**TEXT PASSAGE**
Publishers Weekly reviews Kate Sweeney's forthcoming AMERICAN AFTERLIFE:
As radio reporter and producer Sweeney notes in this unsettling, compassionate volume on American mourning customs, death was once a ubiquitous part of American life; the Victorians raised mourning to an art form. . . . Her stories originate mostly in the South, but have universal relevance. Sweeney writes with a deft touch and with empathy for mourners, whose stories she relays with clarity and care.
Calvin Trillin's "Tamales on the Delta" article in the most recent issue of the New Yorker gives a shout-out to Susan Puckett's EAT DRINK DELTA. Recapping last year's second annual Delta Hot Tamale Festival in Greenville, MS, Trillin comments on a regional food specialties panel he attended. "Susan Puckett, the author of EAT DRINK DELTA, mentioned another favorite of the region we were in—Kool-Aid pickles." Trillin is the author of AN EDUCATION IN GEORGIA (available from UGA Press), which focuses on the integration of the University of Georgia. "[This book] comes closer to the essential social truths of the problem than do some works of greater scope. . . . Trillin brings to the task a greater knowledge of his subjects than most reporters. . . .This knowledge is reinforced by a keen eye, a sensitive ear and respect for fact."—New York Times Book Review

The Nashua Telegraph selects EAT DRINK DELTA as one of the notable cookbooks and culinary reads for 2013.

**WORK INSTRUCTION A**
In the book news passage, which newspaper picked EAT DRINK DELTA as one of the notable cookbooks and culinary reads for 2013?
**WORK INSTRUCTION B**
Please decide whether each statement agrees with the book news passage, and give yes or no with the deciding words: (i) Sweeney's stories come mostly from the South. (ii) Trillin's article recaps the first annual Delta Hot Tamale Festival. (iii) AN EDUCATION IN GEORGIA focuses on the integration of the University of Georgia.
**WORK INSTRUCTION C**
Continue the book news passage from its last sentence.

**ENTRIES SHOWN**
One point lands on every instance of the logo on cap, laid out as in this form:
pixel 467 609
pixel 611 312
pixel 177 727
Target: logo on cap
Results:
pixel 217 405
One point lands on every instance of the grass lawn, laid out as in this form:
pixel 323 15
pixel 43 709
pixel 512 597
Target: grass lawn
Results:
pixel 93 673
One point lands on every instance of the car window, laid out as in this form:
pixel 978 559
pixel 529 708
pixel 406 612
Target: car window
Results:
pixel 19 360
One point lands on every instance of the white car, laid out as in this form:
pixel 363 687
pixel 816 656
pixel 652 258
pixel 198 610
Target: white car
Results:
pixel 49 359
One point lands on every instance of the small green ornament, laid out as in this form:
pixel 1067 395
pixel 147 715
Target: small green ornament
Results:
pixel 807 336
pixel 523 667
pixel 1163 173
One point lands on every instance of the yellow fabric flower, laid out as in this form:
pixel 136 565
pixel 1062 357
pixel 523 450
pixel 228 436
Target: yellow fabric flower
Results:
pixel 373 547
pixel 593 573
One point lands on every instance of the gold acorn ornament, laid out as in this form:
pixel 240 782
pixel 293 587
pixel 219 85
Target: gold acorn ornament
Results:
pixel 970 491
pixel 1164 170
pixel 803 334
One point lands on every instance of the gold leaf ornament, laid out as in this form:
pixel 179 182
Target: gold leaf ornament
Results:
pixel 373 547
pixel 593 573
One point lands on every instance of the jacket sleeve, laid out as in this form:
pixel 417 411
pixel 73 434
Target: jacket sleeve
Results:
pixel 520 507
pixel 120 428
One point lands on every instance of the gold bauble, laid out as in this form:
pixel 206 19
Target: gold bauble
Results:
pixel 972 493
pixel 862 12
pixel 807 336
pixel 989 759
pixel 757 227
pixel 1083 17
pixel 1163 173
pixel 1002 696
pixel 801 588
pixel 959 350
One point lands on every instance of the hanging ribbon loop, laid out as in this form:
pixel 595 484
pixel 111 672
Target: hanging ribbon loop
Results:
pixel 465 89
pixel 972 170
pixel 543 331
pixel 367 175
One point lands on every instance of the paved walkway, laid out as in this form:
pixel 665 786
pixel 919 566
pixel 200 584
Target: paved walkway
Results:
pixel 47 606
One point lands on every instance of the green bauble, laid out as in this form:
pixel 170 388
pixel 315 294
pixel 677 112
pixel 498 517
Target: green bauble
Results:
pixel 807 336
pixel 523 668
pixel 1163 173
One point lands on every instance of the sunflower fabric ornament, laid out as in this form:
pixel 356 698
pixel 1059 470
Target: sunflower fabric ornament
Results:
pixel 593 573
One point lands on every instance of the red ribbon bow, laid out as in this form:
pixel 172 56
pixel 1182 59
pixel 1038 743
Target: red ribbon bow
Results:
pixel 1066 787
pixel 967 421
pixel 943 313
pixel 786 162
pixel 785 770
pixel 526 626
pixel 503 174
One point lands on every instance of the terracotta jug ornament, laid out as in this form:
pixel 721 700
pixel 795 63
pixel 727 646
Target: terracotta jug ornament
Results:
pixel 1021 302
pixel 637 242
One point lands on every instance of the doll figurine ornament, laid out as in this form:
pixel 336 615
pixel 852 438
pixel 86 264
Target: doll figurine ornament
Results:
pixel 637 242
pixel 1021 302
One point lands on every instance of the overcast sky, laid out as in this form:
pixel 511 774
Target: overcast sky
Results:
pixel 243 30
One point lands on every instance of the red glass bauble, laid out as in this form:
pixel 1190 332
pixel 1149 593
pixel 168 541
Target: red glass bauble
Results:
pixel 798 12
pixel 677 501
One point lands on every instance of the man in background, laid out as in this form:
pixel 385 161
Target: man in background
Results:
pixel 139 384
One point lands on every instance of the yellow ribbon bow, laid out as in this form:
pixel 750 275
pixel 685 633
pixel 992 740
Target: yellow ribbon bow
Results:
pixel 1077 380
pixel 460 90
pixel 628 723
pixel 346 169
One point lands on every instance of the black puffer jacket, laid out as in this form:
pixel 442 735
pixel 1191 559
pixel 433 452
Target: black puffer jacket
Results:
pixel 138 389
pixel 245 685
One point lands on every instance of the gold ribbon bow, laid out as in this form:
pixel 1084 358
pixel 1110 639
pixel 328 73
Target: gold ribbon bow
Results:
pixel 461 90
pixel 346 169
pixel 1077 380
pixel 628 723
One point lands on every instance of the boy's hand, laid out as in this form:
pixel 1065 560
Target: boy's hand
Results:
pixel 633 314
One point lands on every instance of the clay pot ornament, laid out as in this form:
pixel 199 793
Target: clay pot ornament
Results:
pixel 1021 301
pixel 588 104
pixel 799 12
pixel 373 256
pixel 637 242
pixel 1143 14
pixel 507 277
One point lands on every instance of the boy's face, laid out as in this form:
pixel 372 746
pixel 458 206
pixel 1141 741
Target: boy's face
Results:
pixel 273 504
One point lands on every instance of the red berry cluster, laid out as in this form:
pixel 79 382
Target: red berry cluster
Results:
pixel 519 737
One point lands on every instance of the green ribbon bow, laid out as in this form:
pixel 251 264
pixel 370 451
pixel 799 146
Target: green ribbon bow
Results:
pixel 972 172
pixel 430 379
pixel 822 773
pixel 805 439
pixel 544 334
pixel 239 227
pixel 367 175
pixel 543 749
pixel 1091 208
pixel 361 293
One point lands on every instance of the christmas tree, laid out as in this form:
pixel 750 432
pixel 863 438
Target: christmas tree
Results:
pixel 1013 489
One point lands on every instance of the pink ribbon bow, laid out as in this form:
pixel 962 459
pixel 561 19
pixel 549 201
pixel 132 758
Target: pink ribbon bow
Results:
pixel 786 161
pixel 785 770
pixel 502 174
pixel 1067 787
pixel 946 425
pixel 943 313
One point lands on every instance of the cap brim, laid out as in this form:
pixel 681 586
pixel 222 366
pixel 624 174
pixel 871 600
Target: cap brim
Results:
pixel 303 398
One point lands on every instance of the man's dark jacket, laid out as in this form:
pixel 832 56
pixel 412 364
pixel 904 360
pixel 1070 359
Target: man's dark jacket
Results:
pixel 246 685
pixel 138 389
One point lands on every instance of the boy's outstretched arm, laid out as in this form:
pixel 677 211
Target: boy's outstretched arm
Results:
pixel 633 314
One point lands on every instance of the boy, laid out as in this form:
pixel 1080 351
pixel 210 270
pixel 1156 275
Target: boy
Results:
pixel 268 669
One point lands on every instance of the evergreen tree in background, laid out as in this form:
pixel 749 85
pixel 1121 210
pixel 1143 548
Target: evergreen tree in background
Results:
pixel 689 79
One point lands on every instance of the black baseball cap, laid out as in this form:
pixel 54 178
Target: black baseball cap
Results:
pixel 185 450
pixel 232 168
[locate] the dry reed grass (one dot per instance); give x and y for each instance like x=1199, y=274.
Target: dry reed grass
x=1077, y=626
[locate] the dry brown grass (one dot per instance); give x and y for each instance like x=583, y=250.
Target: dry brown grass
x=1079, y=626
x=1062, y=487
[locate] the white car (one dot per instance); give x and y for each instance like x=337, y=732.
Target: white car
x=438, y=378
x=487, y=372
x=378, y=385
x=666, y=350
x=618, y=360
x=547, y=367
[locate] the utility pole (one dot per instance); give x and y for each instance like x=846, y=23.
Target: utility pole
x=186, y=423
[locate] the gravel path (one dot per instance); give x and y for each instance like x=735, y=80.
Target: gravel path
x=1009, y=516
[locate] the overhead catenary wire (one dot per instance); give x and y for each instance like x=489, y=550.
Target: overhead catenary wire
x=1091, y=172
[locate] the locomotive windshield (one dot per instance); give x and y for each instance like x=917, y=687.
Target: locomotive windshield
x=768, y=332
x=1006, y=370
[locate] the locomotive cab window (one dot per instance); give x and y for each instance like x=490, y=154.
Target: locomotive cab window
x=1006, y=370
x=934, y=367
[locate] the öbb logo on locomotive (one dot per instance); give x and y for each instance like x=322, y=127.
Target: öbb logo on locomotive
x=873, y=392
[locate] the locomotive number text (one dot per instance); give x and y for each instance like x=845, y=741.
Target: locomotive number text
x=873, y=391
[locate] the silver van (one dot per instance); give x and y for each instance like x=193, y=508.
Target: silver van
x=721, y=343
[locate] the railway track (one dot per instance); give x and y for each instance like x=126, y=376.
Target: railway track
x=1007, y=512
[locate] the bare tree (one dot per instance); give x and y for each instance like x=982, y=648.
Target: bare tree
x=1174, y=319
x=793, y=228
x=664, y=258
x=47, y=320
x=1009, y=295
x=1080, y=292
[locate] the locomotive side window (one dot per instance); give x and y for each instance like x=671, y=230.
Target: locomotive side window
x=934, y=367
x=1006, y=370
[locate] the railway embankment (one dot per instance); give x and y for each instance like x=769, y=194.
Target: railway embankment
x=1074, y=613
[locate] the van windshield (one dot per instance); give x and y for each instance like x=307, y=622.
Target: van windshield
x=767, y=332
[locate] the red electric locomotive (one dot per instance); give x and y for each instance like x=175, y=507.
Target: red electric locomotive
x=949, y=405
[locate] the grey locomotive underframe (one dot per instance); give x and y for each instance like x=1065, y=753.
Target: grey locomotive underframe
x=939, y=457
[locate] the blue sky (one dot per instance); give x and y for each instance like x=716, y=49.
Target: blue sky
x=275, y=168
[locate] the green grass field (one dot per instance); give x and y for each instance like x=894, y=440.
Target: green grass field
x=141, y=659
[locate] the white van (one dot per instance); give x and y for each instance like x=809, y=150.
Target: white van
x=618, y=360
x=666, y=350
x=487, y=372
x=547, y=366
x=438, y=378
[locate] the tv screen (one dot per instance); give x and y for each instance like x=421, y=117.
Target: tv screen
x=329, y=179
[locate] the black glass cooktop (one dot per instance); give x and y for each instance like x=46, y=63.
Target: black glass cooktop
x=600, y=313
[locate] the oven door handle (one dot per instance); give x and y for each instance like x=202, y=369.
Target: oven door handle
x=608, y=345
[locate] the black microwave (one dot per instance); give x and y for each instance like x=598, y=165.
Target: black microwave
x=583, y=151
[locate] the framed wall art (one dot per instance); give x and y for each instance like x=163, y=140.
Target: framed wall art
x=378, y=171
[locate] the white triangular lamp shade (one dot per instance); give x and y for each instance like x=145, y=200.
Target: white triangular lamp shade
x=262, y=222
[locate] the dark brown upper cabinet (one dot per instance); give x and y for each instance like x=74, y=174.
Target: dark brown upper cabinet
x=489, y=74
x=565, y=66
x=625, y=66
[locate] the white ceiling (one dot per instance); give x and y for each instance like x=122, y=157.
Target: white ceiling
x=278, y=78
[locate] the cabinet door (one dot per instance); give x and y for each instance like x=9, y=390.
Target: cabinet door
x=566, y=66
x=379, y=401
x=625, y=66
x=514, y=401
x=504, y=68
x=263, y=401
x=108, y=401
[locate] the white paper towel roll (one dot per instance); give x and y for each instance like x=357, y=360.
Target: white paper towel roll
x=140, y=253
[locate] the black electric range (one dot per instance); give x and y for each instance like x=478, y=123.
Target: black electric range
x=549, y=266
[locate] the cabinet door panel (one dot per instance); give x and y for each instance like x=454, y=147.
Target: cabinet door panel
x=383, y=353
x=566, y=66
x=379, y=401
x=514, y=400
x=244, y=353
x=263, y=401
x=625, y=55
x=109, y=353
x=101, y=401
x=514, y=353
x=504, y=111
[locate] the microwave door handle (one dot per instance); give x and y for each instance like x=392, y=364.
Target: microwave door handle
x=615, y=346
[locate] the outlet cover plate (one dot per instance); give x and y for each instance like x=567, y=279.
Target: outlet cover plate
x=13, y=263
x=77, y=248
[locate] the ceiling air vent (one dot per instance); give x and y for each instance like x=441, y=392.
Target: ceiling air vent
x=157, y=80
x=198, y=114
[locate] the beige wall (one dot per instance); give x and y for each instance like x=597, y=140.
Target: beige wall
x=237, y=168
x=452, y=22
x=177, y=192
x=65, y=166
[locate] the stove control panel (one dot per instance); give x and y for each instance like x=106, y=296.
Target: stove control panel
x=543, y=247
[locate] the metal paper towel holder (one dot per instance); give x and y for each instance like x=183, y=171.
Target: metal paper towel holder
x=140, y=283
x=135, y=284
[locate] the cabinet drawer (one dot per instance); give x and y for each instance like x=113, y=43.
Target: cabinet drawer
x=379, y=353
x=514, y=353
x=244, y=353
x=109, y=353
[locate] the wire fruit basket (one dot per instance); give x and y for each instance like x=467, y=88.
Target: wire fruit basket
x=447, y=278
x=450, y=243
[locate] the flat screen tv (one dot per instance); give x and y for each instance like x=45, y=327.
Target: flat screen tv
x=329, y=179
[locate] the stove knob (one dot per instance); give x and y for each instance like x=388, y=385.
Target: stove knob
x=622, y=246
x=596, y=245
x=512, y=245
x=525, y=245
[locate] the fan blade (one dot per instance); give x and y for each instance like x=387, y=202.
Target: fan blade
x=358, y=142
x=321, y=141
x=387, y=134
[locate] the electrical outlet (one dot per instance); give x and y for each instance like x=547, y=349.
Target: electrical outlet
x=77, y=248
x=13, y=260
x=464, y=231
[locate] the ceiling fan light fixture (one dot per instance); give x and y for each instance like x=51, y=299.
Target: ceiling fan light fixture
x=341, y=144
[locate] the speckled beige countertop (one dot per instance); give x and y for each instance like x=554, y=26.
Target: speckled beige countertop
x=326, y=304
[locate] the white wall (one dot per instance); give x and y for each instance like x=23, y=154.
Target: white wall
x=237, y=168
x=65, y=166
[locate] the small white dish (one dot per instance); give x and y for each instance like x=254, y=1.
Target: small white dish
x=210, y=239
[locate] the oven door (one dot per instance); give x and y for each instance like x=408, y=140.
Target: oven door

**ANSWER A**
The Nashua Telegraph

**ANSWER B**
(i) Yes: "Her stories originate mostly in the South"
(ii) No: "Recapping last year's second annual Delta Hot Tamale Festival in Greenville, MS"
(iii) Yes: "which focuses on the integration of the University of Georgia"

**ANSWER C**
This is hearty Southern cooking; there is plenty of sugar and butter. But the amounts seem below the norm and few of the recipes involve deep-fat frying. Try, for instance, Chef Charlotte Skelton’s traditional Delta-style chicken salad, built around poached and shredded chicken breasts, or Kathleen Claiborne’s hot cakes with (and this is heretical for New Englanders) orange syrup.
Poets.org featured Cynthia Lowen's poem "Manifest Destiny" on December 27 for the Poem-A-Day program. Check out the poem here. Lowen is the author of THE CLOUD THAT CONTAINED THE LIGHTNING.

KGGN 890AM interviewed John Edgar Tidwell and Carmaletta Williams about their new book, MY DEAR BOY, on December 18. Listen to the interview here.

The Florida Times-Union interviewed Jingle Davis about her book, ISLAND TIME, and her decision to move back to St. Simons Island. Here's an excerpt from the article:
In talking about the island, she said, “It’s vanishing, St. Simons along with the rest of vanishing Georgia. It happens on the coast. It’s popular, people want to live there.”
She notes that once people get to St. Simons Island, they get protective.
It’s funny how that works. People moving to the island don’t ask how many trees were bulldozed to build the house they bought, but they don’t want any more touched.
The book doesn’t have everything, she is certain of that, but she said, “I seem to have put enough in to recognize the place that was there when we were little.”
Asked why she decided to move back to her house on the island, Jingle gives the stock answer.
“I guess I’ve got sand between my toes,” she said.
Maybe, but she’s also seen the marsh turn gold an hour before a winter sunset, had the sea fog condense in tiny beads on her hair, felt the afternoon sea breeze cool a stifling summer day and seen a beam from the lighthouse reach across the still, dark sound.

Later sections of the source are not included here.